YOUR ASSIGNMENT: Filter the material below down to the lines with the word "instance" and give those lines.

BEGIN

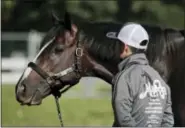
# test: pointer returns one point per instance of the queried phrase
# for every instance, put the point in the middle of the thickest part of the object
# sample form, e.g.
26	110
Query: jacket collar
139	58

END

COMPLETED TASK:
# test: pointer returns one point per instance of the queried phrase
# for every instance, put the point in the middle of the thickest part of the object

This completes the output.